## What the task requires
Write out the line with "the orange dot pattern on plate" and every later line through the end of the data below, exactly as given, with no pictures in the copy.

---------------

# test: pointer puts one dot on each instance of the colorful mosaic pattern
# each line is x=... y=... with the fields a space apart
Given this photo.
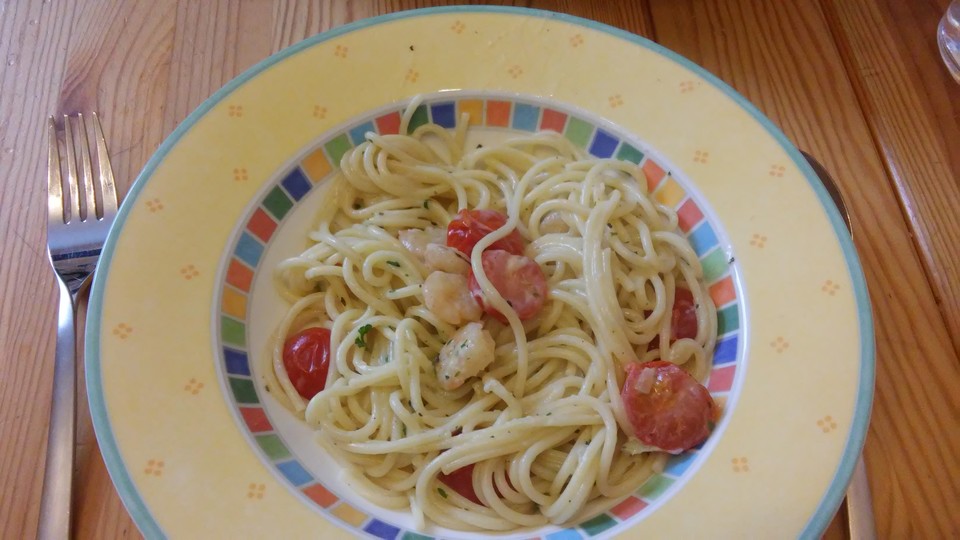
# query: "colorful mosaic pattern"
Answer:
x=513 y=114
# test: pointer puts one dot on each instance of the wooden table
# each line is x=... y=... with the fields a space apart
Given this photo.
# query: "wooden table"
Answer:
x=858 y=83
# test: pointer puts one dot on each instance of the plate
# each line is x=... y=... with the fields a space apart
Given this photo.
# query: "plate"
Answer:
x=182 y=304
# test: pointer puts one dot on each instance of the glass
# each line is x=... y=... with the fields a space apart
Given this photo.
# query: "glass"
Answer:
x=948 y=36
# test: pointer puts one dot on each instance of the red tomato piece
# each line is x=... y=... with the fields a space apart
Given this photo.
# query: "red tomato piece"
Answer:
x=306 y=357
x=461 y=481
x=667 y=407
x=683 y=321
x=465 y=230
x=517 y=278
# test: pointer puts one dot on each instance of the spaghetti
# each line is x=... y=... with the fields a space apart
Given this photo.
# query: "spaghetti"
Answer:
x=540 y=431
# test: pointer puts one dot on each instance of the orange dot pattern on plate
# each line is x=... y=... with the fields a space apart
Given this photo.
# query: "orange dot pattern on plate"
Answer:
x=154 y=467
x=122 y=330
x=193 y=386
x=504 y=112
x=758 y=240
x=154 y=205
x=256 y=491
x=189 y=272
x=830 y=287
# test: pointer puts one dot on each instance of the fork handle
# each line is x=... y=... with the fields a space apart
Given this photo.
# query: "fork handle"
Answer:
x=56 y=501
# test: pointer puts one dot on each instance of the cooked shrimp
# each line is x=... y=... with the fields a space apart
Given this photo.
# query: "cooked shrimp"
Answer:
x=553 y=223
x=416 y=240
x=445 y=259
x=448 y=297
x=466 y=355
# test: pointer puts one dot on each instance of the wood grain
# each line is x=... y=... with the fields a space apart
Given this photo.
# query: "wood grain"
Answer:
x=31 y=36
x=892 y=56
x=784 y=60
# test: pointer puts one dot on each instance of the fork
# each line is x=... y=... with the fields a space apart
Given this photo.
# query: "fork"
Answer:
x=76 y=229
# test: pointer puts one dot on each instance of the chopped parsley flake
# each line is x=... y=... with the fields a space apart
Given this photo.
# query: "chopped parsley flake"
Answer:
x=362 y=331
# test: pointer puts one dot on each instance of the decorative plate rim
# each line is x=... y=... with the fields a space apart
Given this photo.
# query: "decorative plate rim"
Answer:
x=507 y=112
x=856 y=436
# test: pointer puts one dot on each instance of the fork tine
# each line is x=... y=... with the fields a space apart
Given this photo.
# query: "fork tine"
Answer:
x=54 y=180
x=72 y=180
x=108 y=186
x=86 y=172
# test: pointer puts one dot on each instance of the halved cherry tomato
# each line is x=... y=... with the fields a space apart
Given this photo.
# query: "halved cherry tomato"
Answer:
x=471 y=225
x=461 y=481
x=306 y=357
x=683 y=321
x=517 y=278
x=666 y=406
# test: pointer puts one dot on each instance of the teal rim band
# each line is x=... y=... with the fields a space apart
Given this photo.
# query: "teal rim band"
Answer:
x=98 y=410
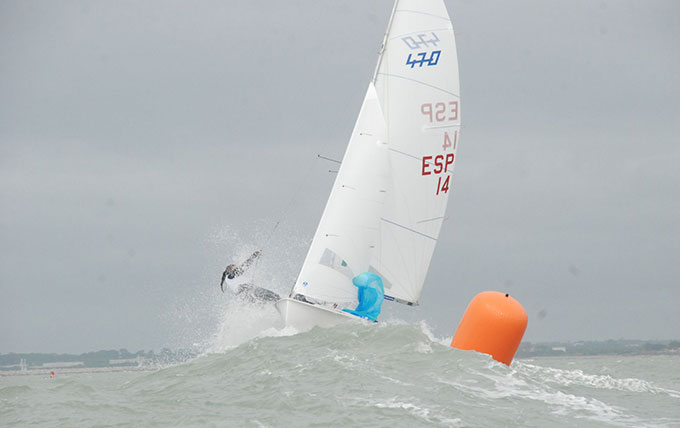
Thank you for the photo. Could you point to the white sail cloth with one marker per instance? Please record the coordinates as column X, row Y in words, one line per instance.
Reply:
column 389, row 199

---------------

## Answer to this exercise
# test: pointer puts one dot on each instance of the orange dot pattern on plate
# each line is x=... y=... with the fields a space apart
Given this photo.
# query: "orange dot pattern on plate"
Answer:
x=154 y=467
x=122 y=330
x=193 y=386
x=504 y=112
x=758 y=240
x=154 y=205
x=256 y=491
x=189 y=272
x=830 y=287
# test: pointer puts one dot on each instance of the fork handle
# each line is x=... y=... with the fields a space apart
Given this photo.
# query: "fork handle"
Answer:
x=56 y=501
# test: pointer puts one dot on each instance of the cooked shrimp
# each line is x=... y=... with the fields a space apart
Given this photo.
# query: "cooked shrimp"
Answer:
x=553 y=223
x=416 y=240
x=445 y=259
x=448 y=297
x=466 y=355
# test: pointer puts one dot on each instance of the wood grain
# each line is x=... y=... with the fields a space apart
Given this photo.
# query: "wood grain"
Answer:
x=31 y=36
x=892 y=56
x=784 y=60
# test: pointer puts one dot on each instance of the fork
# each line is x=... y=... with the fields a space apart
Given this photo.
# query: "fork"
Answer:
x=76 y=229
# test: pointer puts one dot on each instance of the chopped parsley flake
# each line is x=... y=... with the fields a space apart
Given this photo.
# query: "chopped parsley flake"
Answer:
x=362 y=331
# test: pointer puts one dot on each instance of the decorative plate rim
# each line is x=... y=... with the fields a space apart
Given this photo.
# query: "decorative plate rim"
Answer:
x=507 y=112
x=856 y=436
# test: pointer puts one dot on each instance of the fork tine
# each line is x=... y=... with the fields a space apart
Given this photo.
# query: "fork tine"
Answer:
x=54 y=180
x=72 y=180
x=108 y=186
x=86 y=172
# test: pointer puts one dot on each instance of the halved cherry tomato
# each line is x=... y=... with the fields a space apart
Given this photo.
# query: "halved cherry tomato"
Answer:
x=471 y=225
x=461 y=481
x=306 y=357
x=683 y=321
x=517 y=278
x=666 y=406
# test: pointer puts one dot on each instance of the teal rim band
# each line is x=... y=... with the fields a space apart
Given this photo.
# query: "teal rim band"
Answer:
x=98 y=410
Thank you for the photo. Could you point to the white sail cloth with one marker per instance? Please record the coordinates as column X, row Y in words, one line per instance.
Reply:
column 389, row 199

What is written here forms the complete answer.